* **Page excerpt**:
[Start]
200ml extra virgin olive oil

200g caster sugar

4 eggs

2 tablespoons of yuzu juice

125g self raising flour (I have also used white spelt and then a teaspoon of baking powder)

125g ground almonds

1 teaspoon of bicarbonate

250g courgettes – grated and put in a sieve for a bit then squeezed to get moisture out (there won’t be a lot)

pinch of salt

Icing

One and a half tablespoons of icing sugar

250g cream cheese

1 tablespoon of yuzu juice

Method

Oven to 180C. Put muffin cases in a muffin tray (I have a 12 hole one and then a 6 hole one, or you could make these in stages).

Beat together the 200ml of extra virgin oil and the 200g of caster sugar for about two minutes with an electric mixer (whisk attachment). You want it to have thickened. Then add the four eggs, one at a time, the two tablespoons of yuzu juice, the 125g self raising flour (or spelt and baking powder), 125g ground almonds, 1 tsp of bicarb and a pinch of salt, then finally the courgettes.

Spoon carefully into the muffin cases and cook for about 25 minutes. It’s quite hard to see if they are cooked as these are a moist cake, but press down and there should be som resistance. If not cook for a few minutes more.

When completely cool, mix together the cream cheese and icing sugar (just with a fork or spoon it should take seconds) and yuzu juice and top each cup cake with icing.

Store in the fridge and enjoy one a day! I don’t have any pics yet as I am both greedy and lazy but will remedy this soon.

Bakewell slices (for a picnic, updated)

I first wrote about these back in 2010. I haven’t made them for years. I used to bake Bakewell tart a lot and I thought I didn’t like it anymore. But it’s late September, our government is currently shit, I can’t escape to Italy as Mussolini is basically back in power and the news is too much.

So in order to escape I got up early to make these for a craft morning tomorrow (which is mine and my youngest’s way of escaping the world).

The pastry:

200g plain flour
2 tablespoons icing sugar
100g cold unsalted butter, cubed
2 egg yolks if you want to be true to the recipe but I now just use one egg

I whizz the flour, sugar and butter in a food processor, then add the egg until it all comes together. You can do it with your hands too of course.

I never roll out pastry. Life is too damn short. It’s not too short to make your own pastry though cos shop bought really isn’t the same and how long does it take to weigh out a few ingredients and slam them in a gadget?
[End]
* **Records shown**:
[Start]
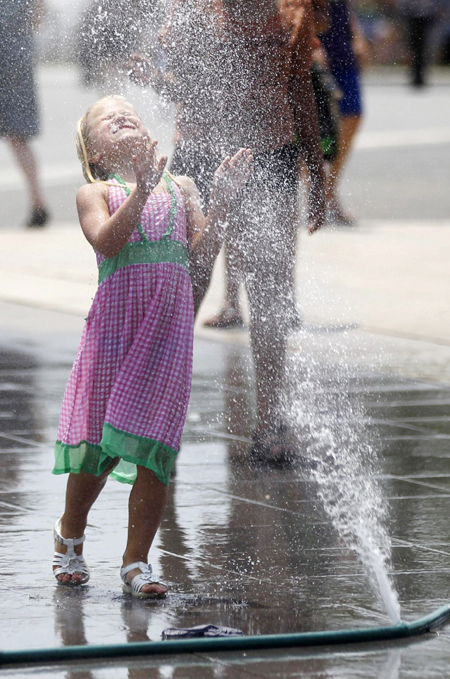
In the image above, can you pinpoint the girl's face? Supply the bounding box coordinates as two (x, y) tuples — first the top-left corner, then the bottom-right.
(88, 99), (148, 166)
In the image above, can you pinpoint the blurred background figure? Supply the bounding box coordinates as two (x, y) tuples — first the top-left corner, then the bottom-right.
(75, 0), (157, 94)
(399, 0), (439, 87)
(0, 0), (49, 227)
(321, 0), (369, 226)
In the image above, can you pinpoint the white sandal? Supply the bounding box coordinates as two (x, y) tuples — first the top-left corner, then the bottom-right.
(120, 561), (167, 599)
(53, 519), (89, 587)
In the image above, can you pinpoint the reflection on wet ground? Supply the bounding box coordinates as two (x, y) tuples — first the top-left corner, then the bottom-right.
(0, 328), (450, 679)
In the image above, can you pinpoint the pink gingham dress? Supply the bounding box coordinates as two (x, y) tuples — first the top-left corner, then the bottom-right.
(53, 177), (194, 485)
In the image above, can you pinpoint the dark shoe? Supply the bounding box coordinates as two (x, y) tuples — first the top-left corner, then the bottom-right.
(162, 625), (243, 639)
(26, 207), (50, 229)
(250, 424), (298, 468)
(203, 307), (244, 330)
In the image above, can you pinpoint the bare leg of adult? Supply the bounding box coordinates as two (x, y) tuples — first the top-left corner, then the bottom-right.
(53, 463), (115, 583)
(327, 115), (361, 224)
(205, 238), (243, 328)
(7, 137), (45, 223)
(240, 186), (296, 462)
(123, 465), (168, 594)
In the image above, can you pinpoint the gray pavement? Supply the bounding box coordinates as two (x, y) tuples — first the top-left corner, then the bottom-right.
(0, 303), (450, 679)
(0, 67), (450, 679)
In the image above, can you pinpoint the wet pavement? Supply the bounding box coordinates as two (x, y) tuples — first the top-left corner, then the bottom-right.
(0, 302), (450, 679)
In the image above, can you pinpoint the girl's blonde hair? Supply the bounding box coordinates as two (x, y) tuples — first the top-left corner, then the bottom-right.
(76, 94), (179, 185)
(76, 94), (134, 184)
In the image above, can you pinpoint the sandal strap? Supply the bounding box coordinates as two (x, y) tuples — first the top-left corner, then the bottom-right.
(53, 519), (86, 556)
(53, 552), (89, 577)
(120, 561), (167, 592)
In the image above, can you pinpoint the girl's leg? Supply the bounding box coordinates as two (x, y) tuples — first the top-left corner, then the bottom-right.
(123, 465), (168, 594)
(53, 463), (115, 583)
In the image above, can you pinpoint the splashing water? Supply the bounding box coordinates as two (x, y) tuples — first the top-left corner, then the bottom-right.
(288, 348), (400, 623)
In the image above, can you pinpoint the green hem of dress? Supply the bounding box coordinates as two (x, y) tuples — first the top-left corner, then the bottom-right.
(52, 422), (177, 486)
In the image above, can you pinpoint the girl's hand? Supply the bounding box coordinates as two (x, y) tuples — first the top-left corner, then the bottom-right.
(211, 149), (253, 203)
(133, 137), (167, 193)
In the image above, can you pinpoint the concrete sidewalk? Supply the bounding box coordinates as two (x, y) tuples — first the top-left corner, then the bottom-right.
(0, 220), (450, 383)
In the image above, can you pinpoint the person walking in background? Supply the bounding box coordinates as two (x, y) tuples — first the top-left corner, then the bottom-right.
(399, 0), (438, 87)
(53, 96), (252, 597)
(321, 0), (368, 226)
(0, 0), (49, 227)
(128, 0), (325, 464)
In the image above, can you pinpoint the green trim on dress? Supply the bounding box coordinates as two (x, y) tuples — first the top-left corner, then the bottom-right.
(98, 240), (189, 285)
(52, 422), (178, 486)
(98, 175), (189, 285)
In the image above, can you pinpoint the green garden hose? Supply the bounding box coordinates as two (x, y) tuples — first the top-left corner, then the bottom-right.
(0, 604), (450, 667)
[End]
* **Requirements**:
A – Could you put the rows from the one containing "In the image above, can you pinpoint the gray" down to the one containing "(0, 302), (450, 679)", both ends included, into a numbered list, leaving out any blank lines?
B – What follows the last sentence of the baking recipes text? Write the next part of that text.

* **Outputs by task**:
A –
1. In the image above, can you pinpoint the gray pavement? Supply the bounding box coordinates as two (x, y) tuples — first the top-left corner, then the bottom-right.
2. (0, 303), (450, 679)
3. (0, 67), (450, 679)
4. In the image above, can you pinpoint the wet pavement? Supply the bounding box coordinates as two (x, y) tuples — first the top-left corner, then the bottom-right.
5. (0, 302), (450, 679)

B –
When it’s blended, I just take bits of the pastry and flatten it out into the bottom of whatever tin I’m using, welding it all together with a thumb like a giant pastry jigsaw. I use a square tin that’s about 21cm. Line the bottom well with baking parchment, first though, if possible with some ‘overlap’ to help you lift it out when it’s done.

Then when you’ve covered the bottom of the tin with pastry in this piece meal (no gaps though) but completely acceptable fashion, chill the pastry for about half an hour (perfectly do-able to chill for longer of course).

In the meantime, preheat the oven to 190C. When the pastry has rested, cover with foil, pour on baking beans. Bake blind (this means with nowt in it but the baking beans on the foil) for 15 mins. Then remove the beans (take care they’ll be hot) and bake for a further five minutes.

The filling

I use Bonne Maman Black cherry jam, about a third of a jar.

frangipani filling pt 2:

125g caster sugar
100g very soft unsalted butter
3 eggs
half a teaspoon of almond extract
150g wonderful ground almonds (I LOVE ground almonds)

Mix the butter and sugar together until it’s light and fluffy, this is quite a good work out for your arms and you’ll expend about 12 calories to offset against the calorific value of these slices, then add the eggs, one at a time, mix well, then the almond extract and finally fold in the ground almonds.

When the pastry base is out of the oven and cooled just a little, spoon the black cherry jam onto the pastry case, then on top spread the frangipani topping.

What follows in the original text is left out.